Re: [CF-metadata] Usage of histogram_of_X_over_Z

2016-10-13 Thread Bodas-Salcedo, Alejandro
Dear Martin,

You are right, those definitions are not correct.

> From your reply I understand now that these are univariate distributions 
> giving the
> frequency of different radar reflectivities in different height bands. Coming 
> from
> radar/lidar instruments (or an emulator of these instruments), there are 
> multiple
> observations in each GCM-scale height band. Presumably, there are also 
> multiple
> profiles in the GCM-scale grid square, so that we have a frequency 
> distribution over
> sub-grid scale variability in the vertical and the horizontal? Or is it 
> actually evaluated
> at a spatial point?
>
There is a sub-grid distribution of vertical profiles from which they are 
constructed.

The definition that you propose seems accurate to me. Thanks again for your 
time spent clarifying this.

Record excerpts:
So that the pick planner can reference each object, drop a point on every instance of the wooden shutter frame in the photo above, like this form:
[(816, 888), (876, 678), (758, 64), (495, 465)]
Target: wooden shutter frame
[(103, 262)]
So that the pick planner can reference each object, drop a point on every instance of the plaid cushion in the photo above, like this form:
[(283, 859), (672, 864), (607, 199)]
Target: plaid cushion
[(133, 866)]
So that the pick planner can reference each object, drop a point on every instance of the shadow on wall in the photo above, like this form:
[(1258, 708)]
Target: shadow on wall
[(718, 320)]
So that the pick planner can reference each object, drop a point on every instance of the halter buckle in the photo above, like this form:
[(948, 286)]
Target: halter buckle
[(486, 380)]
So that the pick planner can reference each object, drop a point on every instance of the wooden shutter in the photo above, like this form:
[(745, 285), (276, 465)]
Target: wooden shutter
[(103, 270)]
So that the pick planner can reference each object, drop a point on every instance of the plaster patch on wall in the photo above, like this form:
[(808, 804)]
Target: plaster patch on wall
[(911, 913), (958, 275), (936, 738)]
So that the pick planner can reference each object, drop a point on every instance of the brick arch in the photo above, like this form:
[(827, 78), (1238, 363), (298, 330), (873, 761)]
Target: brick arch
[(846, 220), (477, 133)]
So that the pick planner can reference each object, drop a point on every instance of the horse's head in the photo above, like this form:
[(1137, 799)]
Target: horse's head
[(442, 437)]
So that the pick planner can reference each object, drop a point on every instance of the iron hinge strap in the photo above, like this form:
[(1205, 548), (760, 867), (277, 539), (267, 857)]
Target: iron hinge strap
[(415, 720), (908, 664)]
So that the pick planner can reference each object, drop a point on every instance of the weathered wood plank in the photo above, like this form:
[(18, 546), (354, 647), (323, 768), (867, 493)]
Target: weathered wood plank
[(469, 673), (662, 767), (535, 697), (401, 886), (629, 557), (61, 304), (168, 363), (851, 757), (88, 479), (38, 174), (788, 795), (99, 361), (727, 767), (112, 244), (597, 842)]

Set of tasks:
a - Name every distinct hyphenated word in the mailing list reply, not counting the date.
b - Turn the records, starting with the line that contains "of the brick" and going on through the line that contains "[(442, 437)]", into a Markdown table. Use the columns n for the row number and Line for the line, and leave out blank lines.

Final answers:
a -
- CF-metadata
- Bodas-Salcedo
- GCM-scale
- sub-grid

b -
| n | Line |
|---|---|
| 1 | So that the pick planner can reference each object, drop a point on every instance of the brick arch in the photo above, like this form: |
| 2 | [(827, 78), (1238, 363), (298, 330), (873, 761)] |
| 3 | Target: brick arch |
| 4 | [(846, 220), (477, 133)] |
| 5 | So that the pick planner can reference each object, drop a point on every instance of the horse's head in the photo above, like this form: |
| 6 | [(1137, 799)] |
| 7 | Target: horse's head |
| 8 | [(442, 437)] |